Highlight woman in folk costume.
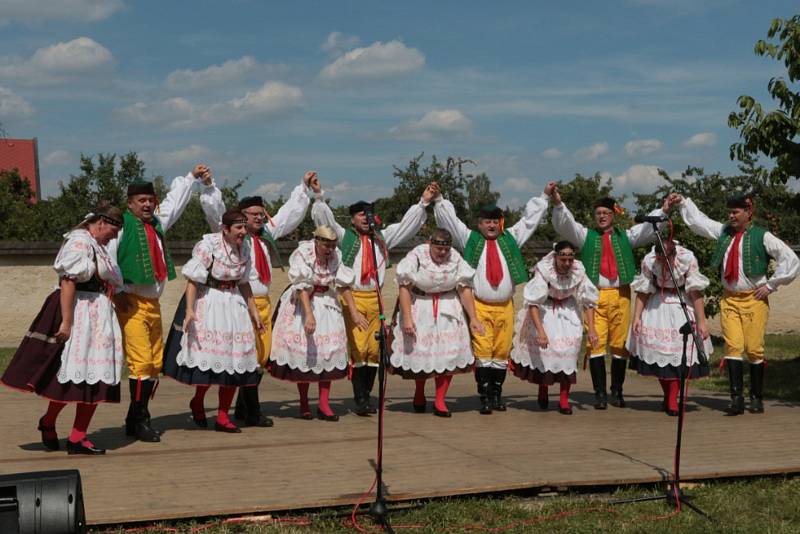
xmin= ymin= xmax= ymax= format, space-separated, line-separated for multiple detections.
xmin=2 ymin=205 xmax=124 ymax=454
xmin=434 ymin=184 xmax=550 ymax=414
xmin=627 ymin=238 xmax=712 ymax=416
xmin=197 ymin=171 xmax=319 ymax=428
xmin=390 ymin=228 xmax=485 ymax=417
xmin=163 ymin=209 xmax=265 ymax=433
xmin=510 ymin=241 xmax=599 ymax=415
xmin=269 ymin=225 xmax=362 ymax=421
xmin=311 ymin=183 xmax=437 ymax=416
xmin=548 ymin=183 xmax=678 ymax=410
xmin=107 ymin=163 xmax=220 ymax=442
xmin=677 ymin=193 xmax=799 ymax=415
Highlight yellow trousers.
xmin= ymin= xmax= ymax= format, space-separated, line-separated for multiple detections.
xmin=472 ymin=299 xmax=514 ymax=363
xmin=720 ymin=290 xmax=769 ymax=363
xmin=341 ymin=290 xmax=380 ymax=366
xmin=589 ymin=287 xmax=631 ymax=358
xmin=116 ymin=293 xmax=163 ymax=378
xmin=254 ymin=295 xmax=273 ymax=367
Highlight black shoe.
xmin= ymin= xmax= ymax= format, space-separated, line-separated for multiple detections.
xmin=244 ymin=414 xmax=274 ymax=427
xmin=135 ymin=420 xmax=161 ymax=442
xmin=726 ymin=396 xmax=745 ymax=416
xmin=214 ymin=421 xmax=242 ymax=433
xmin=433 ymin=407 xmax=452 ymax=418
xmin=609 ymin=358 xmax=627 ymax=408
xmin=67 ymin=440 xmax=105 ymax=455
xmin=189 ymin=399 xmax=208 ymax=428
xmin=354 ymin=397 xmax=370 ymax=417
xmin=491 ymin=369 xmax=507 ymax=411
xmin=367 ymin=399 xmax=378 ymax=415
xmin=476 ymin=368 xmax=492 ymax=414
xmin=725 ymin=359 xmax=745 ymax=416
xmin=316 ymin=409 xmax=339 ymax=422
xmin=589 ymin=356 xmax=608 ymax=410
xmin=666 ymin=409 xmax=679 ymax=417
xmin=610 ymin=387 xmax=626 ymax=408
xmin=749 ymin=362 xmax=765 ymax=414
xmin=298 ymin=411 xmax=314 ymax=420
xmin=37 ymin=417 xmax=59 ymax=451
xmin=558 ymin=406 xmax=573 ymax=415
xmin=537 ymin=396 xmax=549 ymax=410
xmin=413 ymin=402 xmax=426 ymax=413
xmin=750 ymin=398 xmax=764 ymax=414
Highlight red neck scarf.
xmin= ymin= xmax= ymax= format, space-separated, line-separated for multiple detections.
xmin=143 ymin=223 xmax=167 ymax=282
xmin=724 ymin=231 xmax=745 ymax=284
xmin=600 ymin=230 xmax=619 ymax=281
xmin=251 ymin=233 xmax=271 ymax=285
xmin=360 ymin=234 xmax=377 ymax=285
xmin=485 ymin=239 xmax=504 ymax=287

→ Exercise aim: The lines to output run from the one containing "Highlight black shoe." to the last line of the entries; give them back exactly.

→ Task response:
Highlight black shoe.
xmin= ymin= xmax= ymax= format, space-separated, line-separated for multiple detections.
xmin=244 ymin=414 xmax=274 ymax=427
xmin=135 ymin=420 xmax=161 ymax=442
xmin=726 ymin=396 xmax=745 ymax=416
xmin=214 ymin=421 xmax=242 ymax=433
xmin=433 ymin=407 xmax=452 ymax=418
xmin=609 ymin=358 xmax=627 ymax=408
xmin=67 ymin=440 xmax=105 ymax=455
xmin=189 ymin=399 xmax=208 ymax=428
xmin=354 ymin=397 xmax=370 ymax=417
xmin=491 ymin=369 xmax=507 ymax=411
xmin=367 ymin=399 xmax=378 ymax=415
xmin=476 ymin=368 xmax=492 ymax=414
xmin=725 ymin=359 xmax=745 ymax=416
xmin=316 ymin=409 xmax=339 ymax=422
xmin=589 ymin=356 xmax=608 ymax=410
xmin=666 ymin=409 xmax=679 ymax=417
xmin=610 ymin=387 xmax=626 ymax=408
xmin=749 ymin=362 xmax=765 ymax=414
xmin=298 ymin=411 xmax=314 ymax=420
xmin=37 ymin=417 xmax=59 ymax=451
xmin=558 ymin=406 xmax=573 ymax=415
xmin=537 ymin=396 xmax=549 ymax=410
xmin=413 ymin=402 xmax=426 ymax=413
xmin=750 ymin=398 xmax=764 ymax=414
Highlight red neck scarf.
xmin= ymin= xmax= ymax= format, space-separated, line-separated for multiple detections.
xmin=143 ymin=223 xmax=167 ymax=282
xmin=724 ymin=231 xmax=745 ymax=284
xmin=600 ymin=230 xmax=619 ymax=281
xmin=251 ymin=233 xmax=271 ymax=285
xmin=360 ymin=234 xmax=377 ymax=285
xmin=485 ymin=239 xmax=504 ymax=287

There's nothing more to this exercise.